## What to do
For the records below, give the number of lines containing the word "chest" and no other text.

(Referring expression pointing data)
-=-=-=-=-

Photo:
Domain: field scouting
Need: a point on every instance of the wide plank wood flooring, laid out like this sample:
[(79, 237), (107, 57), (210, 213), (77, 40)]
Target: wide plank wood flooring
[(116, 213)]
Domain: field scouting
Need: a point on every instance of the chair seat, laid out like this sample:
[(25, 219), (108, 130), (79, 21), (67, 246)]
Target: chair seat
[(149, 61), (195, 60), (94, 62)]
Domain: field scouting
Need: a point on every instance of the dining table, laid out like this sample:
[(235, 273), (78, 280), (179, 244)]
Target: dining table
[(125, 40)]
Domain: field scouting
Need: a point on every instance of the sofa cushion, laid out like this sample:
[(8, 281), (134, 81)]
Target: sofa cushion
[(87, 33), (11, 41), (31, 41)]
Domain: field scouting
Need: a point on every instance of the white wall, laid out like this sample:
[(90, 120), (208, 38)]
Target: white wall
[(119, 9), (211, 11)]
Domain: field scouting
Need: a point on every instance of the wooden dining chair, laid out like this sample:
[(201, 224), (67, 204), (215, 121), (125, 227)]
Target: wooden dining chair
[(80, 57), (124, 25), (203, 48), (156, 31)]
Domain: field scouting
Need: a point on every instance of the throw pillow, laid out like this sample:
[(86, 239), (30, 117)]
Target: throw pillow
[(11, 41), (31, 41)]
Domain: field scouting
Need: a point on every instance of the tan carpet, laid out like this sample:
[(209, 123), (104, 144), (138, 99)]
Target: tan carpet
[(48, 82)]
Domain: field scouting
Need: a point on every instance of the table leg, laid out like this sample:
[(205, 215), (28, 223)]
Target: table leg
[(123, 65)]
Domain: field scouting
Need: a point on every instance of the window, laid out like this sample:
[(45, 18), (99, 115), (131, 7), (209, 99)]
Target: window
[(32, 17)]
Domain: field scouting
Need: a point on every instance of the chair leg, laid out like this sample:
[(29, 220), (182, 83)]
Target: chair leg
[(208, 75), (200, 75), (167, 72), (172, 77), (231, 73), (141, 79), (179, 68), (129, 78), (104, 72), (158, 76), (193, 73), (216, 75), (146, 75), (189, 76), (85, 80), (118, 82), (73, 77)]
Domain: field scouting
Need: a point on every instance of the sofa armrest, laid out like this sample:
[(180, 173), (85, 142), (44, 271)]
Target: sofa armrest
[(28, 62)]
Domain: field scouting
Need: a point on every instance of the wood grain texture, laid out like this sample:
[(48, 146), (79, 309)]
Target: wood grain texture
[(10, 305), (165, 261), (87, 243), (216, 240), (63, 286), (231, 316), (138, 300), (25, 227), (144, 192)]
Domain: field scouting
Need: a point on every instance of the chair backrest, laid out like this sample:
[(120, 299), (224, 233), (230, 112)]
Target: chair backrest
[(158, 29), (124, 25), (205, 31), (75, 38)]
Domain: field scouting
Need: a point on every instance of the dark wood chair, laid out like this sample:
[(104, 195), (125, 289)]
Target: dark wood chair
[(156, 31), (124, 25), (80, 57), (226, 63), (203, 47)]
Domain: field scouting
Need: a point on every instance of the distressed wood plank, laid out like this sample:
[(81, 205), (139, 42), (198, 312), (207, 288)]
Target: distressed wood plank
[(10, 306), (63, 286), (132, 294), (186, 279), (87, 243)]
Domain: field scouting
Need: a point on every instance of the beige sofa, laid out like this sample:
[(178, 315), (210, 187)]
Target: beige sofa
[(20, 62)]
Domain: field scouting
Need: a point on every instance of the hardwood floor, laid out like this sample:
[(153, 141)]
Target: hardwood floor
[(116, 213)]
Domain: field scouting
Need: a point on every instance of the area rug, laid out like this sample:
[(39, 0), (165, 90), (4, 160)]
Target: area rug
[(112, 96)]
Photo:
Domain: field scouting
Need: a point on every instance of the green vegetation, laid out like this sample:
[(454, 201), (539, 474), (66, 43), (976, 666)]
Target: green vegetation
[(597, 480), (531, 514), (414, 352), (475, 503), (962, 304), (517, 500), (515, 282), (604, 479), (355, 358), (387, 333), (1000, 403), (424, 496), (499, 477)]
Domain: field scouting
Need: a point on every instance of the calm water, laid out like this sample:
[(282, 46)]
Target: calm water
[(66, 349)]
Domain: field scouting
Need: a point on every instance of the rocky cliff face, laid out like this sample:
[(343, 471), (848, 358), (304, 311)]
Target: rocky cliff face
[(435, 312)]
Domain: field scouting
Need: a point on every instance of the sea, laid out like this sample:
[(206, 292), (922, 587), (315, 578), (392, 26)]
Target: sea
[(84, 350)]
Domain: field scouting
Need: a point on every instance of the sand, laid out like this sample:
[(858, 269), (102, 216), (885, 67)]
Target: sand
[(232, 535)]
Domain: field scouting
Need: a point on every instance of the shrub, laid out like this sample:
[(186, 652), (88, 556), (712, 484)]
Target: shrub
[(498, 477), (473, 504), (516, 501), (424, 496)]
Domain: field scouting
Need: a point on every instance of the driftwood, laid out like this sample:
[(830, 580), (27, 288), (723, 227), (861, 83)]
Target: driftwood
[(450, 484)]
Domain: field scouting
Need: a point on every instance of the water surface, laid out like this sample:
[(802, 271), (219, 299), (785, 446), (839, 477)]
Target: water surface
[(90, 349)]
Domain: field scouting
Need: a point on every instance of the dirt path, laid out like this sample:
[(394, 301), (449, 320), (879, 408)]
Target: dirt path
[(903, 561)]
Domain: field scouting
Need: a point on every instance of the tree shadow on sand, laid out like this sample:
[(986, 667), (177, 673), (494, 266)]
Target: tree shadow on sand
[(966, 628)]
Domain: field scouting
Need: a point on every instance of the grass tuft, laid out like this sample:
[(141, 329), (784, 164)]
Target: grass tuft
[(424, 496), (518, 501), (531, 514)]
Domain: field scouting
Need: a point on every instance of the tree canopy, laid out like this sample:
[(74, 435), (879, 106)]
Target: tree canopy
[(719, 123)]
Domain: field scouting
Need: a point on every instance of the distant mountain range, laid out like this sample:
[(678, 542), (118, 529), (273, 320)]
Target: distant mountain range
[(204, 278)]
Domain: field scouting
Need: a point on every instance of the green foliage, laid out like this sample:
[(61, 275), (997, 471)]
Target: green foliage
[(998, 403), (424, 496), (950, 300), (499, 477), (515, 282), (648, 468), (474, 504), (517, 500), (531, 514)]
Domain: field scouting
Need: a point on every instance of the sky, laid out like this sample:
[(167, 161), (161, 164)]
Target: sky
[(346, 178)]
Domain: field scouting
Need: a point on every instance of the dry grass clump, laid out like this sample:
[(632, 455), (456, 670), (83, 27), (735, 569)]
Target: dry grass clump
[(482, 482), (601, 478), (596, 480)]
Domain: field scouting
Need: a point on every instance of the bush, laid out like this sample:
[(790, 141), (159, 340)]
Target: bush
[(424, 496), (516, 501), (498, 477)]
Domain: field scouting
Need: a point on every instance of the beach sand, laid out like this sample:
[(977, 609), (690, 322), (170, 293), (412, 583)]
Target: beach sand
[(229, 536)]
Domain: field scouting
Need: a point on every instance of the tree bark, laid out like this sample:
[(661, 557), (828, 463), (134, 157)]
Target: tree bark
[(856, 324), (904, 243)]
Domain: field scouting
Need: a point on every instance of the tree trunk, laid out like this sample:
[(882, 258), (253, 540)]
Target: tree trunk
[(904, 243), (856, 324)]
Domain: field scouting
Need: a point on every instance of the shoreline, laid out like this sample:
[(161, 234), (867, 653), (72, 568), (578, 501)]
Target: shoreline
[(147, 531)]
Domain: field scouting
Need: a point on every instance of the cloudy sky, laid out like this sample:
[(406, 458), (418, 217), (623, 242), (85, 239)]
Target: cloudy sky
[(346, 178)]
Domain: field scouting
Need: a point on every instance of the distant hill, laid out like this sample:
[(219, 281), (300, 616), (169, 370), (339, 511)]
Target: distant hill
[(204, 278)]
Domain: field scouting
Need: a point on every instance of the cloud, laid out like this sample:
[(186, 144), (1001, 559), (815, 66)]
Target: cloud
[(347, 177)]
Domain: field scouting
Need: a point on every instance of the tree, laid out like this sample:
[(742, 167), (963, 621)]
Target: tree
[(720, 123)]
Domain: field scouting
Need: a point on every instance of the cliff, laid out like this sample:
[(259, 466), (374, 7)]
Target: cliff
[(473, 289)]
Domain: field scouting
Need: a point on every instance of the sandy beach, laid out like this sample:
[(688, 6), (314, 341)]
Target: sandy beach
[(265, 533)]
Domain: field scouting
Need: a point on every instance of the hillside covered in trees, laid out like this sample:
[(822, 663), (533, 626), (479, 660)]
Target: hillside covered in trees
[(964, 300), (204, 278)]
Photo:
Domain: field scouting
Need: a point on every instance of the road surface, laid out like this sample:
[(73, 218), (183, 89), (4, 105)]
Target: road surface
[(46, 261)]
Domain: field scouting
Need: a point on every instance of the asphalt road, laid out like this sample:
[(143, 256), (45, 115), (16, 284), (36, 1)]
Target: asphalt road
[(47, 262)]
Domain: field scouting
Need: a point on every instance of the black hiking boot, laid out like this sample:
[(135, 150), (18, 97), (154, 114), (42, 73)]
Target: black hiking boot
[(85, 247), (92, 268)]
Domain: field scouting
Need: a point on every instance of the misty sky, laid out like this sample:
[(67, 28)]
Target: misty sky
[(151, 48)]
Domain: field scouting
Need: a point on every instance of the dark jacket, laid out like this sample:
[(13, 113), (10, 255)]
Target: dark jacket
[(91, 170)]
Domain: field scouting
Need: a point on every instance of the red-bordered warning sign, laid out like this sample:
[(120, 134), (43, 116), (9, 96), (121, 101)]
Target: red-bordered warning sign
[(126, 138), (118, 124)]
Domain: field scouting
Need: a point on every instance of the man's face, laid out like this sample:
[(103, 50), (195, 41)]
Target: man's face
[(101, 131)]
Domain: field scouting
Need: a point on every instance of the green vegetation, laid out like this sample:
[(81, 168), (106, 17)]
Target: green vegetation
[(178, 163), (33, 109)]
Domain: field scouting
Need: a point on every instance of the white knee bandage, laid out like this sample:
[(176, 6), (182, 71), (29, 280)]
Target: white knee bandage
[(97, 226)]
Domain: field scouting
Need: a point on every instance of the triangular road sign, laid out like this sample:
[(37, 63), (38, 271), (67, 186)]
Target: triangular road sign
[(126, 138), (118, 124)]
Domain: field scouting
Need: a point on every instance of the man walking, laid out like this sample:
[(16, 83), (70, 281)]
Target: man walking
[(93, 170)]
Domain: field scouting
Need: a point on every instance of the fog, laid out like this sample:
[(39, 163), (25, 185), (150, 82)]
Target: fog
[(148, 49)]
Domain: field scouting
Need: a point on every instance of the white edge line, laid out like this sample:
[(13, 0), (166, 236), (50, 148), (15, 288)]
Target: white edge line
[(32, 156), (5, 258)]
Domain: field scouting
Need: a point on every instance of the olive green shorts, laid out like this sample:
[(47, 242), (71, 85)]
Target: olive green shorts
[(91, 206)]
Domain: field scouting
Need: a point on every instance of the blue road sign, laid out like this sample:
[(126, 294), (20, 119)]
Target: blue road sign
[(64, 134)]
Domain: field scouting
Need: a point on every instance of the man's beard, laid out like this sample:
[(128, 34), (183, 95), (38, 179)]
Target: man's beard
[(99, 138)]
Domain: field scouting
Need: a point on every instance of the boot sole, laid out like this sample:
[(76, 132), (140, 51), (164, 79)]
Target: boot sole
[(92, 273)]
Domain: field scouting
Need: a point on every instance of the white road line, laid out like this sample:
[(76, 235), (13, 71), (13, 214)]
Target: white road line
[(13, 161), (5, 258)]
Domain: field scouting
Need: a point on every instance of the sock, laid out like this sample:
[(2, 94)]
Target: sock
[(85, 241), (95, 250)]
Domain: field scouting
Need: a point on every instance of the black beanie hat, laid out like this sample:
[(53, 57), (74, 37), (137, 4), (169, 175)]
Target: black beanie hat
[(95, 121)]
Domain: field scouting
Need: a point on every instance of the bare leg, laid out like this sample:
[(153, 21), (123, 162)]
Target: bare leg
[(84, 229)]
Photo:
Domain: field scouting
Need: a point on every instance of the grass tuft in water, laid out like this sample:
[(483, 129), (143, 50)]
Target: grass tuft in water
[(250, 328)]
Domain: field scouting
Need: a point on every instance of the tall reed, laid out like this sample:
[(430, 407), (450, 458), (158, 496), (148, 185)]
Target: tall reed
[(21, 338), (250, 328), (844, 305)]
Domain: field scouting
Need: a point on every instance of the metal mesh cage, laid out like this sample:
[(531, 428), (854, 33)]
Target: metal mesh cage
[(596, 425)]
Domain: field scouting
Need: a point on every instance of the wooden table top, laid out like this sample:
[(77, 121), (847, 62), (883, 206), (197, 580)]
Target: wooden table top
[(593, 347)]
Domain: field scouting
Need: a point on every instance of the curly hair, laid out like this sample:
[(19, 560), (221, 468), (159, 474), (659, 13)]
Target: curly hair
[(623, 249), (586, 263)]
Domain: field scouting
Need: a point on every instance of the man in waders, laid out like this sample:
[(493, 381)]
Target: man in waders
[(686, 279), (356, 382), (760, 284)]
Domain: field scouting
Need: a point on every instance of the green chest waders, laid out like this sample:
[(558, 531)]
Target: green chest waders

-=-=-=-=-

## Finished exercise
2